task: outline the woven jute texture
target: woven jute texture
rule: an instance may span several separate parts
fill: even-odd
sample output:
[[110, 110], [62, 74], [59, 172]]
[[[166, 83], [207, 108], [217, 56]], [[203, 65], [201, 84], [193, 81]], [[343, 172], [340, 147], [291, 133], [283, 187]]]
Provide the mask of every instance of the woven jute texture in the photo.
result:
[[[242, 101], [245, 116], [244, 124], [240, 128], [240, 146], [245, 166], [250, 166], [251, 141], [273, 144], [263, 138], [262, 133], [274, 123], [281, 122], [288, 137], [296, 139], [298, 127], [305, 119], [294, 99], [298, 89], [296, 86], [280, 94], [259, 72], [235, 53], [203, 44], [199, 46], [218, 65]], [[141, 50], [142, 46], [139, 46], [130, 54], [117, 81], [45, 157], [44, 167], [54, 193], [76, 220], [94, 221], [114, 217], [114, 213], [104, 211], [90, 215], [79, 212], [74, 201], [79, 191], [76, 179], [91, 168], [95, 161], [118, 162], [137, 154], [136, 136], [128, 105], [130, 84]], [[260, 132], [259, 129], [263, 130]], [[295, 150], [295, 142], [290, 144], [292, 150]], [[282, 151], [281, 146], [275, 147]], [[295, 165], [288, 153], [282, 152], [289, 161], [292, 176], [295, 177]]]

══════════

**Problem to work on**
In the listing above, find the line containing "fill: even-odd" and the line containing "133], [283, 187]]]", then retype both and every line between them exactly, with nothing else.

**Task output**
fill: even-odd
sample output:
[[110, 110], [62, 74], [59, 172]]
[[[166, 83], [207, 108], [217, 56]], [[203, 65], [201, 84], [193, 81]], [[343, 172], [340, 147], [291, 133], [283, 187]]]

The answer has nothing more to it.